Fred Shuttlesworth (1922-2011)

Image Courtesy of the Library of Congress

Reverend Fred Shuttlesworth was born on March 18, 1922 in Mount Meigs, Alabama to Vetta Green and Alberta Robinson.  However, his mother and stepfather, William Nathan Shuttlesworth, a farmer in Oxmore, Alabama raised Fred Shuttlesworth.  Shuttlesworth attended Oxmore Elementary School.  He graduated from Rosedale High School in 1940 and the following year he married Ruby Keeler, a nurse.  In 1943 he became a truck driver and studied mechanics in Mobile. While in Mobile, Shuttlesworth also attended seminary at Cedar Grove Academy.  In 1945, he delivered his first sermon. He pursued an A.B. degree at Selma University and Alabama State College. In 1950, Shuttlesworth became pastor of First Baptist Church in Selma, and in 1953, he returned to Birmingham as pastor of Bethel Baptist Church.

In Birmingham Shuttlesworth became a leading civil rights figure, challenging segregation in the school system and Jim Crow policies in public accommodations. In May of 1956 Reverend Shuttlesworth formed the civil rights organization Alabama Christian Movement for Human Rights. That same year he became a participant in the Montgomery Improvement Association’s Montgomery Bus Boycott.  Shuttlesworth’s role in the boycott angered members of the Ku Klux Klan who dynamited his house.

Following the destruction of his home, Shuttlesworth continued to civil rights crusade.  In 1957 police brutally beat and hospitalized him for attempting to enroll his daughter in an all white school.  In the late 1950s Shuttlesworth continued as a leader in the black freedom struggle by co-founding the Southern Christian Leadership Conference in 1957 with Dr. Martin Luther King, Jr. and Bayard Rustin.

• Supplied material:

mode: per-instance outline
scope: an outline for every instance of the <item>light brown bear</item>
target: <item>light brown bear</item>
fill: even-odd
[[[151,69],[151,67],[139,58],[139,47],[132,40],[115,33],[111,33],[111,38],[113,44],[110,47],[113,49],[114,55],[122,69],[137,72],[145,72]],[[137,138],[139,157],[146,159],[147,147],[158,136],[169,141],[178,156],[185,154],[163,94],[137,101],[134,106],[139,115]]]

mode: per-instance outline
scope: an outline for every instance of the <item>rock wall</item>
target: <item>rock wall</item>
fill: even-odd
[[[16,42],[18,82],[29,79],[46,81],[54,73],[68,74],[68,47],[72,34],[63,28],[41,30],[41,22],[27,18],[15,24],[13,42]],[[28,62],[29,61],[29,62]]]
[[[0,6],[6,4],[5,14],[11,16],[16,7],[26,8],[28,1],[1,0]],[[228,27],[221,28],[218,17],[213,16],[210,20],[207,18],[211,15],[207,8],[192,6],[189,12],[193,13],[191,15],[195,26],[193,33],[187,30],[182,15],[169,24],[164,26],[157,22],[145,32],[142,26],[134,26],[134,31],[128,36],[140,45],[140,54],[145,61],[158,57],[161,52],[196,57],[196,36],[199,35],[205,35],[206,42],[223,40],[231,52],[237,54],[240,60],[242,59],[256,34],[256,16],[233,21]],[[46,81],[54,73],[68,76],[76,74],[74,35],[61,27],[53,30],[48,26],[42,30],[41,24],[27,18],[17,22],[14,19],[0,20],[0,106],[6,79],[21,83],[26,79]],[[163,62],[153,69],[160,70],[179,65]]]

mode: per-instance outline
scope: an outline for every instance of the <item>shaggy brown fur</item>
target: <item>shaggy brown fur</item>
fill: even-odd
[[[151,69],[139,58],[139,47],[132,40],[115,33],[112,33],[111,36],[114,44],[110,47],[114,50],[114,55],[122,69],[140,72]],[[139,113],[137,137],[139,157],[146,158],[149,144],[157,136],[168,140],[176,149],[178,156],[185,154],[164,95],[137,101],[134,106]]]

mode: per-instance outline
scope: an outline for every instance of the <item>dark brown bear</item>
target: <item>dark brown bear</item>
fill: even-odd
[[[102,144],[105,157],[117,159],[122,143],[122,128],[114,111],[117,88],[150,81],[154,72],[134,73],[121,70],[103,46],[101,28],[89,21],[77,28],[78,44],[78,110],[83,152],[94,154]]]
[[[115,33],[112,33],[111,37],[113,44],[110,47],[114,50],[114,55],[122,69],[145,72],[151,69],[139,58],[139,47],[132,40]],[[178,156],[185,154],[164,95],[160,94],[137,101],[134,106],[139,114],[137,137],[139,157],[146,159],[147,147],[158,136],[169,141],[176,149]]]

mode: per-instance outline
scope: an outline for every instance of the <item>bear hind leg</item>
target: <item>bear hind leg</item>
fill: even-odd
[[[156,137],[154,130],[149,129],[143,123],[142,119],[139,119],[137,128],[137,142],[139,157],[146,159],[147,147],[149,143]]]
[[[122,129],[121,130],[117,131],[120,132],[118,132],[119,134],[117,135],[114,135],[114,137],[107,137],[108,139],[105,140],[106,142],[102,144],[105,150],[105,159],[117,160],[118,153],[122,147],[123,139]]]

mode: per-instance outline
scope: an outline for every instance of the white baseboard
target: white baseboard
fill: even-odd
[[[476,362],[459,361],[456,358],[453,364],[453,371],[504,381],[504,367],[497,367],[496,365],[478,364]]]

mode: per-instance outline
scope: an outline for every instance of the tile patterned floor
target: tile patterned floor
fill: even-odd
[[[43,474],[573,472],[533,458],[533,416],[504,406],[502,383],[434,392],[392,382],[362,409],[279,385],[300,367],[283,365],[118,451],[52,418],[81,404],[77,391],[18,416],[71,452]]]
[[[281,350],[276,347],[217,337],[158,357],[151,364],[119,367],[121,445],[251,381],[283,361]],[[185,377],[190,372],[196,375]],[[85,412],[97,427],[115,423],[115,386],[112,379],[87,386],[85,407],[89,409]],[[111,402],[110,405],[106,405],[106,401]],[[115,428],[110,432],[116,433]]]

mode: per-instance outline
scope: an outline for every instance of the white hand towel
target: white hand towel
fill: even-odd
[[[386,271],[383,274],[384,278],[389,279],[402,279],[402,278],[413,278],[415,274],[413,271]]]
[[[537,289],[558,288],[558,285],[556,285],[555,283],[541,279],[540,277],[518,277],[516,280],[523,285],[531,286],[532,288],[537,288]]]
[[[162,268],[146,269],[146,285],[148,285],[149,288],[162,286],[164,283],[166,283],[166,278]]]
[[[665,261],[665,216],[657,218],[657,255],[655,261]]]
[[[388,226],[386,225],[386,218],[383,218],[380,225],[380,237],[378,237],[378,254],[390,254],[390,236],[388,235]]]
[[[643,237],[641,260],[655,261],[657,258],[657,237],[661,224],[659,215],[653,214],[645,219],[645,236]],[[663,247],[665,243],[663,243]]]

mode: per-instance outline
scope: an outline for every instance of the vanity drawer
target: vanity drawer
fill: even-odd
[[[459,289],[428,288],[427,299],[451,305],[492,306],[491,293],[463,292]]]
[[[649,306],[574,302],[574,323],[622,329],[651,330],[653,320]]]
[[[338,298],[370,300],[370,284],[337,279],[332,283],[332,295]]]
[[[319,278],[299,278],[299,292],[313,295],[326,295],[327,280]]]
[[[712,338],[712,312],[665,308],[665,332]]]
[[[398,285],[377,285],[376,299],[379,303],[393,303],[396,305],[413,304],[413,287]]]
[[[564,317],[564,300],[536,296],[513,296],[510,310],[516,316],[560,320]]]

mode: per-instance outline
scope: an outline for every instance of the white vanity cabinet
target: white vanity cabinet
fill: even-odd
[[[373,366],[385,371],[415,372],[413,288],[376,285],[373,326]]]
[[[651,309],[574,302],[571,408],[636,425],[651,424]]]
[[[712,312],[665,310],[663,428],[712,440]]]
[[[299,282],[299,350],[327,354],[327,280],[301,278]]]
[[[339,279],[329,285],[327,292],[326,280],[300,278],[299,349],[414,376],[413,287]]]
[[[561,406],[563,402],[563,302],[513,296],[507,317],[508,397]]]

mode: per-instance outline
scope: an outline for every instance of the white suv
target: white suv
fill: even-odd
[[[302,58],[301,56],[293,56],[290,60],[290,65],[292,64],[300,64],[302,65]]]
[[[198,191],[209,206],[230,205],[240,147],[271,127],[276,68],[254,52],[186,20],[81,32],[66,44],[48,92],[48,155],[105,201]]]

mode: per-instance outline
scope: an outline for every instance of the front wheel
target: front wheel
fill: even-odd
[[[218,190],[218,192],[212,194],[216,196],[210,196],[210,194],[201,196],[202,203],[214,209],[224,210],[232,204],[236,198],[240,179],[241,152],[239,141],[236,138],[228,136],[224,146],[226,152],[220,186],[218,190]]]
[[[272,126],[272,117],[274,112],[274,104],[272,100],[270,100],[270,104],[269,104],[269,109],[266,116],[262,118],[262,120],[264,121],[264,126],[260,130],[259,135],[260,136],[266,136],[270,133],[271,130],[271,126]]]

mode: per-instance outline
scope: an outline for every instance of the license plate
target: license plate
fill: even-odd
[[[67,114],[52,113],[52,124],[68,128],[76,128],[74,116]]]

• Exercise instructions:
a: Using the Fred Shuttlesworth text, explain in one to three sentences why police beat and hospitalized him in 1957.
b: Pick up the Fred Shuttlesworth text after its last sentence and keep it going.
The rows are separate material and are not connected to the Fred Shuttlesworth text.

• Solved tasks:
a: Police beat him and put him in the hospital because he tried to enroll his daughter in an all-white school.

b:
Shuttlesworth activism intensified in the early 1960s.   He joined younger activists in sit-ins to desegregated lunch counters and he assisted the Congress of Racial Equality in organizing freedom rides throughout the South.

Shuttlesworth continued to challenge Jim Crow in Birmingham. In 1963 he participated in a civil rights campaign in that city’s Kelley Ingram Park.At one such protest Sheriff Eugene “Bull” Conner ordered the fire department to turn water cannons on Shuttlesworth and the other protester. The reverend was seriously injured and hospitalized.

In 1966 Shuttlesworth left Alabama, becoming pastor of Great New Light Baptist Church in Cincinnati Ohio.  In the North, he continued his activism by founding in 1988 the Shuttlesworth Housing Foundation, an organization that assisted low income families in purchasing homes.  For Shuttlesworth years of activism, Birmingham’s International Airport was renamed in his honor as the Birmingham-Shuttlesworth International Airport in 2008.

Rev. Fred Shuttlesworth returned to Birmingham where he died on October 5, 2011.  He was 89.